**Records from a point labeling set**.
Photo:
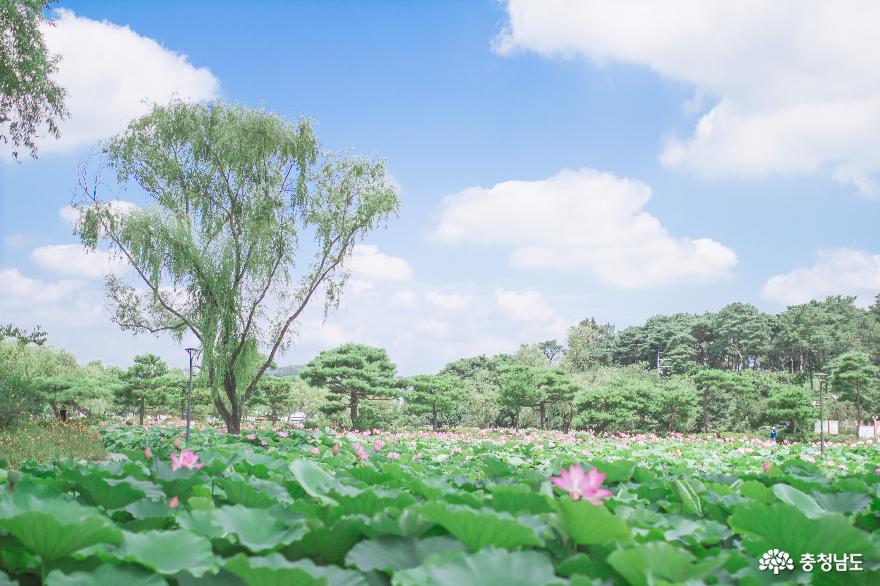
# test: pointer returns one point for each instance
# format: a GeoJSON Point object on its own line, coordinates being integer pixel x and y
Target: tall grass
{"type": "Point", "coordinates": [44, 440]}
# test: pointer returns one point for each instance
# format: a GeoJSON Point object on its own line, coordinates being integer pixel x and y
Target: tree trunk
{"type": "Point", "coordinates": [858, 406]}
{"type": "Point", "coordinates": [353, 409]}
{"type": "Point", "coordinates": [705, 410]}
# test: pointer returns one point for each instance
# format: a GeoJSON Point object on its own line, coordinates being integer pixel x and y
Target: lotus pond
{"type": "Point", "coordinates": [491, 507]}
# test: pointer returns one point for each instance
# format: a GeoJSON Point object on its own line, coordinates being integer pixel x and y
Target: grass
{"type": "Point", "coordinates": [45, 440]}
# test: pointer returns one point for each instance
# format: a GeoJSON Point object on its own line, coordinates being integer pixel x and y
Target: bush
{"type": "Point", "coordinates": [18, 401]}
{"type": "Point", "coordinates": [45, 440]}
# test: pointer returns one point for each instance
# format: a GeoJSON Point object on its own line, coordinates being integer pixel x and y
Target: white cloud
{"type": "Point", "coordinates": [18, 291]}
{"type": "Point", "coordinates": [359, 286]}
{"type": "Point", "coordinates": [836, 272]}
{"type": "Point", "coordinates": [448, 301]}
{"type": "Point", "coordinates": [404, 298]}
{"type": "Point", "coordinates": [795, 82]}
{"type": "Point", "coordinates": [322, 334]}
{"type": "Point", "coordinates": [112, 74]}
{"type": "Point", "coordinates": [75, 260]}
{"type": "Point", "coordinates": [367, 262]}
{"type": "Point", "coordinates": [118, 207]}
{"type": "Point", "coordinates": [529, 306]}
{"type": "Point", "coordinates": [580, 220]}
{"type": "Point", "coordinates": [433, 327]}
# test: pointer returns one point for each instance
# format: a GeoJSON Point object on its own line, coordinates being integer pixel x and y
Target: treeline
{"type": "Point", "coordinates": [736, 369]}
{"type": "Point", "coordinates": [37, 380]}
{"type": "Point", "coordinates": [802, 339]}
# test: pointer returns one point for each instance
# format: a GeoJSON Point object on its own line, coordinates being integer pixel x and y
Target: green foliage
{"type": "Point", "coordinates": [145, 383]}
{"type": "Point", "coordinates": [42, 441]}
{"type": "Point", "coordinates": [636, 403]}
{"type": "Point", "coordinates": [793, 404]}
{"type": "Point", "coordinates": [235, 195]}
{"type": "Point", "coordinates": [590, 344]}
{"type": "Point", "coordinates": [555, 387]}
{"type": "Point", "coordinates": [30, 101]}
{"type": "Point", "coordinates": [351, 374]}
{"type": "Point", "coordinates": [434, 395]}
{"type": "Point", "coordinates": [518, 388]}
{"type": "Point", "coordinates": [851, 374]}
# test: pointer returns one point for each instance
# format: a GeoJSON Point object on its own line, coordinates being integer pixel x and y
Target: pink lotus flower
{"type": "Point", "coordinates": [578, 484]}
{"type": "Point", "coordinates": [186, 459]}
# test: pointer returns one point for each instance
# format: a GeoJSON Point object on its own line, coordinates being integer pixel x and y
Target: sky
{"type": "Point", "coordinates": [556, 160]}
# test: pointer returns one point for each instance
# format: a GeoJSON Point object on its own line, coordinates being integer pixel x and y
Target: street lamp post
{"type": "Point", "coordinates": [823, 387]}
{"type": "Point", "coordinates": [191, 352]}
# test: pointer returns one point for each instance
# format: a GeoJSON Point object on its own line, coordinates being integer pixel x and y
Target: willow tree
{"type": "Point", "coordinates": [246, 223]}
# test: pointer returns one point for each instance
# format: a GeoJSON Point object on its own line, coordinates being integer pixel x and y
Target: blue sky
{"type": "Point", "coordinates": [772, 202]}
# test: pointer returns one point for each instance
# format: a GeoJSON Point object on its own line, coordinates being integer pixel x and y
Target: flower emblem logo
{"type": "Point", "coordinates": [776, 560]}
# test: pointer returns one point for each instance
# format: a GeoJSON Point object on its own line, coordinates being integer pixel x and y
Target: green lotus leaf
{"type": "Point", "coordinates": [843, 502]}
{"type": "Point", "coordinates": [327, 544]}
{"type": "Point", "coordinates": [54, 528]}
{"type": "Point", "coordinates": [314, 480]}
{"type": "Point", "coordinates": [106, 575]}
{"type": "Point", "coordinates": [275, 570]}
{"type": "Point", "coordinates": [653, 563]}
{"type": "Point", "coordinates": [259, 530]}
{"type": "Point", "coordinates": [804, 502]}
{"type": "Point", "coordinates": [110, 493]}
{"type": "Point", "coordinates": [786, 527]}
{"type": "Point", "coordinates": [169, 552]}
{"type": "Point", "coordinates": [480, 528]}
{"type": "Point", "coordinates": [518, 499]}
{"type": "Point", "coordinates": [253, 493]}
{"type": "Point", "coordinates": [588, 524]}
{"type": "Point", "coordinates": [390, 554]}
{"type": "Point", "coordinates": [372, 502]}
{"type": "Point", "coordinates": [488, 567]}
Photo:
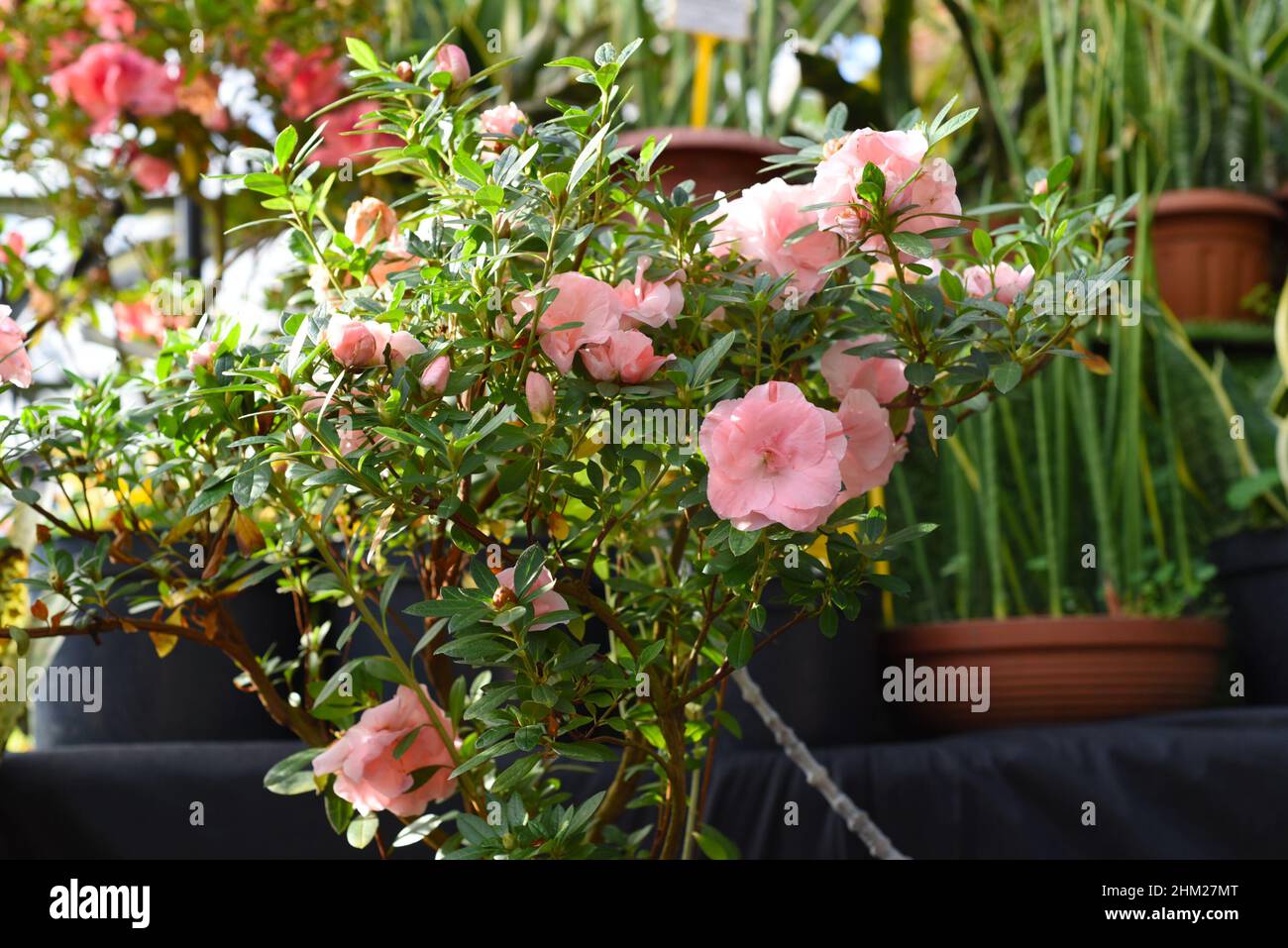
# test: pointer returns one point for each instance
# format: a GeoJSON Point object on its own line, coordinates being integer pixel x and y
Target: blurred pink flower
{"type": "Point", "coordinates": [1006, 279]}
{"type": "Point", "coordinates": [880, 375]}
{"type": "Point", "coordinates": [369, 772]}
{"type": "Point", "coordinates": [308, 81]}
{"type": "Point", "coordinates": [651, 304]}
{"type": "Point", "coordinates": [204, 355]}
{"type": "Point", "coordinates": [773, 459]}
{"type": "Point", "coordinates": [501, 120]}
{"type": "Point", "coordinates": [900, 156]}
{"type": "Point", "coordinates": [544, 603]}
{"type": "Point", "coordinates": [581, 299]}
{"type": "Point", "coordinates": [140, 320]}
{"type": "Point", "coordinates": [153, 174]}
{"type": "Point", "coordinates": [758, 226]}
{"type": "Point", "coordinates": [871, 449]}
{"type": "Point", "coordinates": [370, 220]}
{"type": "Point", "coordinates": [201, 98]}
{"type": "Point", "coordinates": [112, 18]}
{"type": "Point", "coordinates": [626, 356]}
{"type": "Point", "coordinates": [110, 78]}
{"type": "Point", "coordinates": [14, 361]}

**STATED EXERCISE**.
Repeat every record above exactly, but leave out any pictures.

**TASK RESPONSE**.
Photo:
# test: pointer returns one point for each instance
# format: a GeoJSON Point object on its own line, coordinates being integer pixel x and y
Target: tall grass
{"type": "Point", "coordinates": [44, 440]}
# test: pointer returns one point for each instance
# format: a GeoJSON Point object on its own line, coordinates being integer pixel x and y
Target: tree trunk
{"type": "Point", "coordinates": [858, 406]}
{"type": "Point", "coordinates": [353, 409]}
{"type": "Point", "coordinates": [705, 410]}
# test: pointer returns one point for each instance
# format: a GeoJSON Point object on its own line, coordinates being integer pixel x and y
Target: lotus pond
{"type": "Point", "coordinates": [491, 507]}
# test: pointer returns one point for each instance
# format: a GeoJSON Point object on its own line, coordinates being integer pixel x and y
Target: grass
{"type": "Point", "coordinates": [45, 440]}
# test: pointer returns one point for each instance
# format: a GeoJSON Point object on its own line, coordinates being integer pixel x and y
Target: bush
{"type": "Point", "coordinates": [18, 401]}
{"type": "Point", "coordinates": [45, 440]}
# test: pointer returns one point for each instance
# format: a GeoJSON Point object on its own line, coordinates being integer pixel x and y
Target: white cloud
{"type": "Point", "coordinates": [18, 291]}
{"type": "Point", "coordinates": [359, 286]}
{"type": "Point", "coordinates": [836, 272]}
{"type": "Point", "coordinates": [448, 301]}
{"type": "Point", "coordinates": [404, 298]}
{"type": "Point", "coordinates": [795, 82]}
{"type": "Point", "coordinates": [322, 334]}
{"type": "Point", "coordinates": [112, 74]}
{"type": "Point", "coordinates": [75, 260]}
{"type": "Point", "coordinates": [367, 262]}
{"type": "Point", "coordinates": [118, 207]}
{"type": "Point", "coordinates": [529, 306]}
{"type": "Point", "coordinates": [580, 220]}
{"type": "Point", "coordinates": [433, 327]}
# test: pointer returns one point for each instance
# format: a GeoJSON Point object on its own line, coordinates being integer pixel x and y
Target: treeline
{"type": "Point", "coordinates": [736, 369]}
{"type": "Point", "coordinates": [37, 380]}
{"type": "Point", "coordinates": [802, 339]}
# test: pointer returns one point for each instance
# format: a GeoJSON Point object on its own line, coordinates being integer pixel x and y
Target: green foliage
{"type": "Point", "coordinates": [145, 383]}
{"type": "Point", "coordinates": [42, 441]}
{"type": "Point", "coordinates": [636, 403]}
{"type": "Point", "coordinates": [793, 404]}
{"type": "Point", "coordinates": [235, 195]}
{"type": "Point", "coordinates": [590, 344]}
{"type": "Point", "coordinates": [555, 387]}
{"type": "Point", "coordinates": [30, 101]}
{"type": "Point", "coordinates": [351, 374]}
{"type": "Point", "coordinates": [434, 395]}
{"type": "Point", "coordinates": [518, 388]}
{"type": "Point", "coordinates": [851, 374]}
# test: pointer returns one point for each instance
# format: a GeoJSON Point object on its own line, coordinates being integer pixel x and y
Target: pink lotus flower
{"type": "Point", "coordinates": [578, 484]}
{"type": "Point", "coordinates": [186, 459]}
# test: pointer returns one point for each instance
# format: a GeoJSON Point object on its own line, coordinates being integer pixel x and y
Target: sky
{"type": "Point", "coordinates": [556, 160]}
# test: pointer returns one point for each instance
# format: a GeoJSON Point object on its own line, coordinates being integer pixel x and y
Target: street lamp post
{"type": "Point", "coordinates": [823, 387]}
{"type": "Point", "coordinates": [191, 352]}
# test: pointer returns one point for each instance
# format: a GeoJSON Point object on its own line, coordinates being integer pixel x and y
Target: willow tree
{"type": "Point", "coordinates": [246, 223]}
# test: pointer returns one point for each instance
# format: a GeoJSON Point object on its own line, coordinates being integer pixel x and y
Target: blue sky
{"type": "Point", "coordinates": [772, 202]}
# test: pointer returns one point for each instance
# format: a GeoJSON Point object on its own line, coordinates being integer pixel x and y
Target: flower emblem logo
{"type": "Point", "coordinates": [776, 560]}
# test: pointer returns one point for each instance
# format: a GeoJSON Point object on its own line, coordinates being integer pixel x and y
Target: green lotus leaf
{"type": "Point", "coordinates": [843, 502]}
{"type": "Point", "coordinates": [327, 544]}
{"type": "Point", "coordinates": [54, 528]}
{"type": "Point", "coordinates": [314, 480]}
{"type": "Point", "coordinates": [106, 575]}
{"type": "Point", "coordinates": [275, 570]}
{"type": "Point", "coordinates": [653, 563]}
{"type": "Point", "coordinates": [259, 530]}
{"type": "Point", "coordinates": [804, 502]}
{"type": "Point", "coordinates": [110, 493]}
{"type": "Point", "coordinates": [786, 527]}
{"type": "Point", "coordinates": [169, 552]}
{"type": "Point", "coordinates": [480, 528]}
{"type": "Point", "coordinates": [518, 499]}
{"type": "Point", "coordinates": [253, 493]}
{"type": "Point", "coordinates": [588, 524]}
{"type": "Point", "coordinates": [390, 554]}
{"type": "Point", "coordinates": [372, 502]}
{"type": "Point", "coordinates": [488, 567]}
Photo:
# test: pointer returns one point for each instance
# format: a GeoJSON Point object on its own line, coordinates being integer pixel x and y
Target: blurred pink flower
{"type": "Point", "coordinates": [1006, 279]}
{"type": "Point", "coordinates": [880, 375]}
{"type": "Point", "coordinates": [369, 772]}
{"type": "Point", "coordinates": [308, 81]}
{"type": "Point", "coordinates": [651, 304]}
{"type": "Point", "coordinates": [204, 355]}
{"type": "Point", "coordinates": [773, 459]}
{"type": "Point", "coordinates": [501, 120]}
{"type": "Point", "coordinates": [900, 156]}
{"type": "Point", "coordinates": [544, 603]}
{"type": "Point", "coordinates": [581, 299]}
{"type": "Point", "coordinates": [140, 320]}
{"type": "Point", "coordinates": [153, 174]}
{"type": "Point", "coordinates": [758, 226]}
{"type": "Point", "coordinates": [871, 449]}
{"type": "Point", "coordinates": [370, 220]}
{"type": "Point", "coordinates": [201, 98]}
{"type": "Point", "coordinates": [112, 18]}
{"type": "Point", "coordinates": [626, 356]}
{"type": "Point", "coordinates": [110, 78]}
{"type": "Point", "coordinates": [14, 361]}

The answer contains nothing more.